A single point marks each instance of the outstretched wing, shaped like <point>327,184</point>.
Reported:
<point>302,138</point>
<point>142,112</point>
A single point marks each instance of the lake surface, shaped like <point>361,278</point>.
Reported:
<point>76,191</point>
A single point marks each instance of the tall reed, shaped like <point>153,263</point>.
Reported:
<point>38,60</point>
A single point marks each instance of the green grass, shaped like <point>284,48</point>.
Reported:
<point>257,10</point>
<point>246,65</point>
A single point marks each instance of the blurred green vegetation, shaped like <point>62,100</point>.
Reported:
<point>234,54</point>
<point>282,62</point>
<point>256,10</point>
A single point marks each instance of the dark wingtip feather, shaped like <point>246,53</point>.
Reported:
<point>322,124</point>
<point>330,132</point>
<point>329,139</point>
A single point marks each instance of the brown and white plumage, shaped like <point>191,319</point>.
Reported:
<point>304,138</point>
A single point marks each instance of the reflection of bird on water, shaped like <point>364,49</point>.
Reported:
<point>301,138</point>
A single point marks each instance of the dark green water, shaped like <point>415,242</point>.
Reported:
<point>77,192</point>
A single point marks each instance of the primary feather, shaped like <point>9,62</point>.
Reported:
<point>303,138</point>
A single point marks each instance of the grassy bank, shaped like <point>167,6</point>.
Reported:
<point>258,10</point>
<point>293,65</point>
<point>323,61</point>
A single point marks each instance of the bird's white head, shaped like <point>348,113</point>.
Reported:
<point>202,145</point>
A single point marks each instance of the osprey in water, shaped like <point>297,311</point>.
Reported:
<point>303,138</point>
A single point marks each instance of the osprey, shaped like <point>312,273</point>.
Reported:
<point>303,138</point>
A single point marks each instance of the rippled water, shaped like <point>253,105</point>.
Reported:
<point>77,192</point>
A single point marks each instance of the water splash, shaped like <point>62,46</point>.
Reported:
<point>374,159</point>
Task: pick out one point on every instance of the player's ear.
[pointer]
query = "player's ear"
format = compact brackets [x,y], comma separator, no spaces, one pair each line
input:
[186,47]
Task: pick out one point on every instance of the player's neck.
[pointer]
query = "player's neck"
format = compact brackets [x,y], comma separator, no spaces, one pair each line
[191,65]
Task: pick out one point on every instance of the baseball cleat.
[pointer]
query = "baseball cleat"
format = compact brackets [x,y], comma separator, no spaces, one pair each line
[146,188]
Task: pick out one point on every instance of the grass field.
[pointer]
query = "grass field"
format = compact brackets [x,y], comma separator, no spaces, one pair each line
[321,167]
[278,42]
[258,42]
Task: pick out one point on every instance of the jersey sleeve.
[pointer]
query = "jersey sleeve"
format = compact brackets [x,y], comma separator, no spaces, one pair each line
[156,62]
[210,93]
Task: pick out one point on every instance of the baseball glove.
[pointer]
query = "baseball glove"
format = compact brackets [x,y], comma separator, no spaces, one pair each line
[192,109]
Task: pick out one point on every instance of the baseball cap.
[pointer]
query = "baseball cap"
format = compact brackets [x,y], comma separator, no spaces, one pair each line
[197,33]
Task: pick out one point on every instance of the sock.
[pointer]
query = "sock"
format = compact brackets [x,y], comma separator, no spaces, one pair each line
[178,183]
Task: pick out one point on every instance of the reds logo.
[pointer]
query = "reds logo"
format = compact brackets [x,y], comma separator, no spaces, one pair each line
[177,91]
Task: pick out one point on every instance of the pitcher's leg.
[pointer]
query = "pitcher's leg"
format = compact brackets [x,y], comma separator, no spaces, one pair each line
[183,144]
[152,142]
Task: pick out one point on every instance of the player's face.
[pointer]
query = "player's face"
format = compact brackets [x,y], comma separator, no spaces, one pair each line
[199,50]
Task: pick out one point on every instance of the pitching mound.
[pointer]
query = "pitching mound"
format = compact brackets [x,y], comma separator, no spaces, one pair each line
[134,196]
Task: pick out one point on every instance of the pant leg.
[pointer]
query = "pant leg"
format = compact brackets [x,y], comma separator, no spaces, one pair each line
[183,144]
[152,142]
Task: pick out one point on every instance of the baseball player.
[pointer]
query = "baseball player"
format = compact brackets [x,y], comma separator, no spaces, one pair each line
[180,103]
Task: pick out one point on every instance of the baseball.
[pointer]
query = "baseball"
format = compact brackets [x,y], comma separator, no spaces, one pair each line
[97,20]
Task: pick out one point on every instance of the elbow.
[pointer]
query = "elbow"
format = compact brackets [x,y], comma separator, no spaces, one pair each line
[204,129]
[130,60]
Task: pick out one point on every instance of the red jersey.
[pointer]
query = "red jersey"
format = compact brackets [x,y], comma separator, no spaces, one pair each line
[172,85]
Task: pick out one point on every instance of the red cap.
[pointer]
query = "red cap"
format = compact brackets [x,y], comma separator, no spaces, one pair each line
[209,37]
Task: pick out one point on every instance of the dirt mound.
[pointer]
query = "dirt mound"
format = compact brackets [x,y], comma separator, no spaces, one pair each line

□ □ □

Return all of the data above verbatim, line for line, with every character unchanged.

__Task result__:
A single point marks each instance of the outstretched wing, shaped like <point>327,184</point>.
Reported:
<point>302,138</point>
<point>142,112</point>
A single point marks each instance of the lake surface, shaped like <point>361,278</point>.
Reported:
<point>76,191</point>
A single point marks each instance of the tall reed, shaped like <point>153,263</point>.
Reported:
<point>38,60</point>
A single point marks each instance of the green grass, shaped like <point>284,48</point>.
Reported:
<point>257,10</point>
<point>246,65</point>
A single point marks each instance of the blurred green vegetation, shaped like <point>62,100</point>.
Reported:
<point>234,54</point>
<point>282,62</point>
<point>256,10</point>
A single point marks each instance of the dark wingtip feather, shaped like <point>246,53</point>.
Reported:
<point>322,124</point>
<point>330,132</point>
<point>329,139</point>
A single point marks each instance of the brown and white plumage, shaped like <point>191,319</point>.
Reported:
<point>304,138</point>
A single point marks each instance of the reflection of bird on water, shaped like <point>364,49</point>.
Reported:
<point>301,138</point>
A single point marks each instance of the dark green water, shaped like <point>415,242</point>.
Reported:
<point>77,192</point>
A single point marks each instance of the primary feather, shaped like <point>9,62</point>.
Reported:
<point>303,138</point>
A single point marks each instance of the grassy bank, shaped like <point>167,6</point>.
Reported:
<point>258,10</point>
<point>293,65</point>
<point>323,61</point>
A single point marks each instance of the bird's white head, shaped like <point>348,113</point>.
Reported:
<point>202,145</point>
A single point marks each instance of the osprey in water, shaped like <point>297,311</point>.
Reported:
<point>303,138</point>
A single point marks each instance of the osprey, shaped like <point>312,273</point>.
Reported:
<point>303,138</point>
A single point marks each instance of the rippled water, shaped like <point>253,105</point>.
Reported:
<point>77,192</point>
A single point marks each instance of the water splash, shaped like <point>62,46</point>.
Reported:
<point>374,159</point>
Task: pick out one point on every instance of the player's ear.
[pointer]
query = "player's ear"
format = compact brackets [x,y], comma separator, no spaces, one pair each line
input:
[186,47]
Task: pick out one point on every instance of the player's neck.
[pointer]
query = "player's neck"
format = compact brackets [x,y], comma separator, no spaces, one pair each line
[191,65]
Task: pick out one point on every instance of the baseball cleat.
[pointer]
query = "baseball cleat"
format = compact brackets [x,y], comma separator, no spaces, one pair each line
[146,188]
Task: pick out one point on every instance of the grass field.
[pointer]
query = "grass field"
format = compact brackets [x,y], comma separator, no spaces, one pair each line
[321,167]
[278,42]
[258,42]
Task: pick out one point on every instance of the jersey sleeve.
[pointer]
query = "jersey sleeve"
format = compact brackets [x,y], comma separator, no spaces, one pair each line
[156,62]
[210,93]
Task: pick out one point on every instance of the baseball glove.
[pointer]
query = "baseball glove"
format = compact brackets [x,y], comma separator, no spaces, one pair each line
[192,109]
Task: pick out one point on every instance of the baseball cap.
[pointer]
query = "baseball cap"
format = compact brackets [x,y], comma separator, no spaces, one pair each line
[197,33]
Task: pick out one point on every instance of the sock.
[pointer]
query = "sock"
format = compact brackets [x,y], comma separator, no spaces, one pair each line
[178,183]
Task: pick out one point on every instance of the reds logo.
[pointer]
query = "reds logo"
format = compact brackets [x,y], comma separator, no spaces, one pair each line
[177,91]
Task: pick out one point on every instance of the pitcher's leg.
[pointer]
query = "pitcher's leg"
format = compact brackets [x,y], comma separator, no spaces, one pair each line
[183,144]
[152,142]
Task: pick out one point on every instance of the player's face.
[pointer]
query = "player's face"
format = compact brackets [x,y], comma separator, no spaces, one pair each line
[199,50]
Task: pick out one point on every instance of the pitching mound.
[pointer]
query = "pitching mound"
format = compact brackets [x,y], comma separator, no spaces, one pair each line
[134,196]
Task: pick out one point on every instance of the pant leg.
[pointer]
query = "pant leg"
format = compact brackets [x,y], comma separator, no spaces, one pair each line
[183,144]
[152,142]
Task: pick out one point on every instance of the baseball player.
[pointer]
query = "baseball player"
format = compact brackets [x,y], comma separator, no spaces, one pair each line
[180,103]
Task: pick out one point on every instance of the baseball.
[pointer]
query = "baseball"
format = compact brackets [x,y], comma separator, no spaces, one pair each line
[97,20]
Task: pick out one point on every instance of the elbow.
[pointer]
query = "elbow"
format = compact brackets [x,y], comma separator, no spaces, one pair each line
[204,129]
[130,60]
Task: pick out one point on every instance of the red jersey.
[pointer]
query = "red jersey"
format = compact brackets [x,y], comma separator, no spaces, one pair each line
[172,85]
Task: pick out one point on every instance of the red cap.
[pointer]
query = "red cap"
format = compact brackets [x,y], comma separator, no spaces, one pair each line
[209,37]
Task: pick out one point on every instance of the dirt mound.
[pointer]
query = "dirt mound"
format = compact brackets [x,y], comma separator, no spaces, one pair each line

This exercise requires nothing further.